Your instructions: In the rows from the start through the line containing "[133,247,157,259]", change "single frame" to "single image" and keep everything else the same. Return only those lines.

Object detection data:
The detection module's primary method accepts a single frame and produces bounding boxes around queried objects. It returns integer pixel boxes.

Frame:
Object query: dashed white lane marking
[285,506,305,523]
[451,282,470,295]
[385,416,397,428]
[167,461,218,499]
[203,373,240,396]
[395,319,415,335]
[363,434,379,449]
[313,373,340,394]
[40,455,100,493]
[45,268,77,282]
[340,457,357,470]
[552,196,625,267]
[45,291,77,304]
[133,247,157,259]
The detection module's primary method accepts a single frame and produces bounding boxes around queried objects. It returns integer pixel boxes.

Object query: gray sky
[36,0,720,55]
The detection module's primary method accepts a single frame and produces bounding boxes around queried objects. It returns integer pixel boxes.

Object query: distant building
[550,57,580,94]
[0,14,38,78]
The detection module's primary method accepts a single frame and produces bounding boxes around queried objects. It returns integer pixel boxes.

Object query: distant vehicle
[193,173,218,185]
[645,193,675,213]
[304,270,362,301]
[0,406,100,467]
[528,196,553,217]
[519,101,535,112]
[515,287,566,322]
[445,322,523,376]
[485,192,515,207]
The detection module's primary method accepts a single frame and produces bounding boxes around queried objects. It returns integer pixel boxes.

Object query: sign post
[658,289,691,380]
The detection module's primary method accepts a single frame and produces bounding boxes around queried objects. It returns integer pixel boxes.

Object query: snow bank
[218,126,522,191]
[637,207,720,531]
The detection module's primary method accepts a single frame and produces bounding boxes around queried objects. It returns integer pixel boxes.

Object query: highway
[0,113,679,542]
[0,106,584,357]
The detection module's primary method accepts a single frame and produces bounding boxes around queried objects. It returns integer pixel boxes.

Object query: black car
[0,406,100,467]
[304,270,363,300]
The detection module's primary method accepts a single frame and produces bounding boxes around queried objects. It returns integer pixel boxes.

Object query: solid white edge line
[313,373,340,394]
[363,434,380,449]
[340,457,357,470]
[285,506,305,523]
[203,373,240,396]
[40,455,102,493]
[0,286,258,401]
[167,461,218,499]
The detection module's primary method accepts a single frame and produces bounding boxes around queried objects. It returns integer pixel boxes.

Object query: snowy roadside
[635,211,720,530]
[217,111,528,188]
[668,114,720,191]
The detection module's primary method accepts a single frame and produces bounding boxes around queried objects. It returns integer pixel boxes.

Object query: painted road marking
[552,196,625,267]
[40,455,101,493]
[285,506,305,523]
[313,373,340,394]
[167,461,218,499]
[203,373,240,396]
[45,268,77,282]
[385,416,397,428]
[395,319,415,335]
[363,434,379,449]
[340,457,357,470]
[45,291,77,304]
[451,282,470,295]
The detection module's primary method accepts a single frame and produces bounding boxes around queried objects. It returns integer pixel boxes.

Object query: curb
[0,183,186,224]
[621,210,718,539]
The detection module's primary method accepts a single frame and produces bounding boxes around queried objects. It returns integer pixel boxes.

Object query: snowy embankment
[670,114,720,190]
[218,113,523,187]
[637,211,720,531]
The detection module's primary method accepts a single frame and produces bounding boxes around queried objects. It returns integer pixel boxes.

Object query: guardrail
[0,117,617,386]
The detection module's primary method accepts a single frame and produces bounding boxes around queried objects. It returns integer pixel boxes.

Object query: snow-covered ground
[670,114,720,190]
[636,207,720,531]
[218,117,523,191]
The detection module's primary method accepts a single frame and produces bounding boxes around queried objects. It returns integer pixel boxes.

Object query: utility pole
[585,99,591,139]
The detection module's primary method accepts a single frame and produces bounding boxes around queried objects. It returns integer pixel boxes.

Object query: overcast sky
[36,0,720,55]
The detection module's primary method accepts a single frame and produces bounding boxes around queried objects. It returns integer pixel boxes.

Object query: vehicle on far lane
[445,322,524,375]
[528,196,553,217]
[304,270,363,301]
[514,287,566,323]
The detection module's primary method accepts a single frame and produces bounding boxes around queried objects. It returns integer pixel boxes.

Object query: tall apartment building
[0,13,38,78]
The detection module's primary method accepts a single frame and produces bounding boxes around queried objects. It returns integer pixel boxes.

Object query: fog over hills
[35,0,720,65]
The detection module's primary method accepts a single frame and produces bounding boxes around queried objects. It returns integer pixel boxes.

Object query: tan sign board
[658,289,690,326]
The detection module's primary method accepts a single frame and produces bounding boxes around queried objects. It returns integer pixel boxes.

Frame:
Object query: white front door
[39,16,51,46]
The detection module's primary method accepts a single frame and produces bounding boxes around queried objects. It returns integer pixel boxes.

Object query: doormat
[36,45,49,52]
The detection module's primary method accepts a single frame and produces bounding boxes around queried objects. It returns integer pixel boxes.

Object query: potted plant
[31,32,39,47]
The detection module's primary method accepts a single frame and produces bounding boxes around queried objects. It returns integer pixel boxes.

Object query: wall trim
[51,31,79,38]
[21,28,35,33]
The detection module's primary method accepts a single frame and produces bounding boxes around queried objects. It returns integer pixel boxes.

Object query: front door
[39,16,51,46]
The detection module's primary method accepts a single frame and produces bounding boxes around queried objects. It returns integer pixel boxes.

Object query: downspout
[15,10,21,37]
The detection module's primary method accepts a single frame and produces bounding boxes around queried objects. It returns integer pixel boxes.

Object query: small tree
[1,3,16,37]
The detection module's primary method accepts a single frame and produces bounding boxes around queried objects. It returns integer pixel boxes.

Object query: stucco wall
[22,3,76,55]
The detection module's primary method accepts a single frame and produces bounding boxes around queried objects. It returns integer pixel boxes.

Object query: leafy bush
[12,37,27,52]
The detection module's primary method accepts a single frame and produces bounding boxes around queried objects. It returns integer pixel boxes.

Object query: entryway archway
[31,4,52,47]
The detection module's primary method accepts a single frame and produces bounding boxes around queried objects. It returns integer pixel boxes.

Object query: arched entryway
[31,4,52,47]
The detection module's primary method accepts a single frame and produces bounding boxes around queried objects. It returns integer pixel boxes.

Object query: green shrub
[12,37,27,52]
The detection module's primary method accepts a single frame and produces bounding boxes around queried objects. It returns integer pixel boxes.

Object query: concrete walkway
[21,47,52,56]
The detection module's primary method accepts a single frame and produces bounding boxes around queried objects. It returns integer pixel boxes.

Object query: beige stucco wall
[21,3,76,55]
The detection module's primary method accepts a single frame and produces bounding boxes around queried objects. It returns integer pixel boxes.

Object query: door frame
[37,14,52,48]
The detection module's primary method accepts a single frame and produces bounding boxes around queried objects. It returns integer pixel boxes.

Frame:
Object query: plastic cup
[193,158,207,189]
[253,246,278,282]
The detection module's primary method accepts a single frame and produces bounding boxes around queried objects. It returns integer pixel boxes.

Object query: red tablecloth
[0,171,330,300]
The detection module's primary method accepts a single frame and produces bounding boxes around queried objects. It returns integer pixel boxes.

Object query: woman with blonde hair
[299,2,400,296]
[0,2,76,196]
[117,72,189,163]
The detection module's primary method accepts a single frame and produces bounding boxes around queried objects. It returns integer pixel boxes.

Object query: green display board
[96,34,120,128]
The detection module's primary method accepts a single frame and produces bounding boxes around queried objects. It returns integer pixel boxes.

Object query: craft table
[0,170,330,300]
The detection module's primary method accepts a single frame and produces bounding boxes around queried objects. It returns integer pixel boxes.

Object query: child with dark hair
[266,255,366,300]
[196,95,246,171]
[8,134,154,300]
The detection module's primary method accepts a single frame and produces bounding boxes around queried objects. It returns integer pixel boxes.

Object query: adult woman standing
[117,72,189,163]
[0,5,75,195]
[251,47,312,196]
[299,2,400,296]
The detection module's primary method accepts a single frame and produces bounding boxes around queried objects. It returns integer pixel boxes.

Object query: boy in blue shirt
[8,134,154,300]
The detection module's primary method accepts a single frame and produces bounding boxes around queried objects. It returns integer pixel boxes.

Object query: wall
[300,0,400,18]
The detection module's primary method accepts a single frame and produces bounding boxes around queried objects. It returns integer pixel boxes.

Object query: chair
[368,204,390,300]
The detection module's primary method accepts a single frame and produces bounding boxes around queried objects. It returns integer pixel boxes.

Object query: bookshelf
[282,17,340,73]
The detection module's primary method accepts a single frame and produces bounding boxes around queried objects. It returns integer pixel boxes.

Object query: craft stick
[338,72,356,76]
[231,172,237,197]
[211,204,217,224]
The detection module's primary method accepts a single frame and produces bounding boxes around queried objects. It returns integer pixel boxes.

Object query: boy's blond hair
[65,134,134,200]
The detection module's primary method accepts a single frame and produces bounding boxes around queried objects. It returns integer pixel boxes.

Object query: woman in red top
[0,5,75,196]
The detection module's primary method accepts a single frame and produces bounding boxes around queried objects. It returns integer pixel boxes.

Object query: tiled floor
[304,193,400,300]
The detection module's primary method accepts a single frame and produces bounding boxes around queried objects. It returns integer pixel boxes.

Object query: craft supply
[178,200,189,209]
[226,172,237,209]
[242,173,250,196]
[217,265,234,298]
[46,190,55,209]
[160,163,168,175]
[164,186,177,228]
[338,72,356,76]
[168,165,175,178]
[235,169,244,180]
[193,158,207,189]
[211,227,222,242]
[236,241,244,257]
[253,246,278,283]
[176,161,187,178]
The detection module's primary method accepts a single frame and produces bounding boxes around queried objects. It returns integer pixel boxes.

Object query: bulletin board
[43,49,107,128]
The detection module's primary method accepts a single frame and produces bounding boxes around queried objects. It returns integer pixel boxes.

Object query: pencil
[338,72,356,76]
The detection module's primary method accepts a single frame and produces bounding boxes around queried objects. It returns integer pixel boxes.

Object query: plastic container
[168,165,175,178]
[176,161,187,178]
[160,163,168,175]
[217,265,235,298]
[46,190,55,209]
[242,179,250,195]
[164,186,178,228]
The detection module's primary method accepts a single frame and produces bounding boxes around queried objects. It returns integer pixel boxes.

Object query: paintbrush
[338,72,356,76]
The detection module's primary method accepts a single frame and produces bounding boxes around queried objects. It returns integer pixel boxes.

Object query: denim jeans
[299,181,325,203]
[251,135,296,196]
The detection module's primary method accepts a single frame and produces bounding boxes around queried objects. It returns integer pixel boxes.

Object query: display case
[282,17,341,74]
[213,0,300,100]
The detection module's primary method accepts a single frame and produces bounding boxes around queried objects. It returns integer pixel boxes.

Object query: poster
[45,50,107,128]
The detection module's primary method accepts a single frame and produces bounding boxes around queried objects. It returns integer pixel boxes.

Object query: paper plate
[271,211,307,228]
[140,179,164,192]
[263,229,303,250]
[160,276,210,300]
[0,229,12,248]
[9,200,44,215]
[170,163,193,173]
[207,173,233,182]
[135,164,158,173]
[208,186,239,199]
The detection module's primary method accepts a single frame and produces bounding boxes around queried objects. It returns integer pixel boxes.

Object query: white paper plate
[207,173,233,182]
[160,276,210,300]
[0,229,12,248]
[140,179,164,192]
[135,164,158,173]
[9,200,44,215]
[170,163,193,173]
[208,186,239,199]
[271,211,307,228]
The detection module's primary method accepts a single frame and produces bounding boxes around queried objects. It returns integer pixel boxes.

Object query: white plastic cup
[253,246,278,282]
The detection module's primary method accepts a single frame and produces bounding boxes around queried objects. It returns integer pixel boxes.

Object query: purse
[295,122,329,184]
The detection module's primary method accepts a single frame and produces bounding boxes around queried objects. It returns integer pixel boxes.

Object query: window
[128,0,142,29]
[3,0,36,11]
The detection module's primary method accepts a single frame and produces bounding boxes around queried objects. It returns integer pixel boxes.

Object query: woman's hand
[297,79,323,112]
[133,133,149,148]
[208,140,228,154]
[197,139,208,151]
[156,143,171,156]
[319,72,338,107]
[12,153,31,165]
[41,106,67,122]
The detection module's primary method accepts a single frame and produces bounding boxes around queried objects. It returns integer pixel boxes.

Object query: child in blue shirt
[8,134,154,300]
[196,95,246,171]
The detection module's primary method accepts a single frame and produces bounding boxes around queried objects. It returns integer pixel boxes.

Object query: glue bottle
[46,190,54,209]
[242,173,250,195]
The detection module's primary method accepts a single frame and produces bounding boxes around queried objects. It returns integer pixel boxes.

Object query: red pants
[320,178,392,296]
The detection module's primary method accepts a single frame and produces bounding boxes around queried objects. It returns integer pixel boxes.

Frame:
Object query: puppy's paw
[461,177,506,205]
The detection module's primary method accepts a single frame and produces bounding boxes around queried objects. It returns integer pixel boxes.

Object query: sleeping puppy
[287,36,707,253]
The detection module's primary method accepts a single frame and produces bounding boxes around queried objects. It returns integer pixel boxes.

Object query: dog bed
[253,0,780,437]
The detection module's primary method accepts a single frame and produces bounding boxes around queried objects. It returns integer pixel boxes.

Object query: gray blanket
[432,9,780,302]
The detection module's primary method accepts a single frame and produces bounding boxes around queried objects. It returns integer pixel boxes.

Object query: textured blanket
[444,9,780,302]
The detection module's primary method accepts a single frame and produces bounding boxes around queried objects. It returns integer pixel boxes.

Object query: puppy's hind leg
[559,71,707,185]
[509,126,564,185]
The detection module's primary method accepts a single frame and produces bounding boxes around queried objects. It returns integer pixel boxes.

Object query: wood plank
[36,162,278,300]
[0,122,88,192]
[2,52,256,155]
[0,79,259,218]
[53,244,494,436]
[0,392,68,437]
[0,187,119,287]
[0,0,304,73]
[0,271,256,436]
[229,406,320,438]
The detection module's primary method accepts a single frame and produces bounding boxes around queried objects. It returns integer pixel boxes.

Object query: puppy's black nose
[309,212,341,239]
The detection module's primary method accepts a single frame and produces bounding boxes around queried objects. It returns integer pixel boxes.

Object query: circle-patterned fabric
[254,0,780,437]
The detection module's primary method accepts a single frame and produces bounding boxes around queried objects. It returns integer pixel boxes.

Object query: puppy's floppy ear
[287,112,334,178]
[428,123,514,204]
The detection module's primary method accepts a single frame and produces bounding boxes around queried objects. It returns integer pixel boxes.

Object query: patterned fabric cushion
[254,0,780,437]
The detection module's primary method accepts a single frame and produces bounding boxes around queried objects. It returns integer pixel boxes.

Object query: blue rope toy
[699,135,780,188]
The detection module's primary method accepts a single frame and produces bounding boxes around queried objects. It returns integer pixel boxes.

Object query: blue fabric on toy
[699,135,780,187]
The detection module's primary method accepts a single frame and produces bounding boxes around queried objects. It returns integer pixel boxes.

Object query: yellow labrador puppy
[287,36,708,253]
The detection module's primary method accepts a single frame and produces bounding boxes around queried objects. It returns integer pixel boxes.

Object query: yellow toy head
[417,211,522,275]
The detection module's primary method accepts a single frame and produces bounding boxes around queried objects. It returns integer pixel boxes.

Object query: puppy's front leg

Solution for this problem:
The detection module's primary method accepts a single image and produces bounding boxes around queried objects. It returns integer pixel boxes.

Frame:
Object query: dashed white lane marking
[285,506,305,523]
[451,282,470,295]
[385,416,397,428]
[167,461,218,499]
[203,373,240,396]
[395,319,415,335]
[363,434,379,449]
[313,373,340,394]
[40,455,100,493]
[45,268,77,282]
[340,457,357,470]
[552,196,625,267]
[45,291,77,304]
[133,247,157,259]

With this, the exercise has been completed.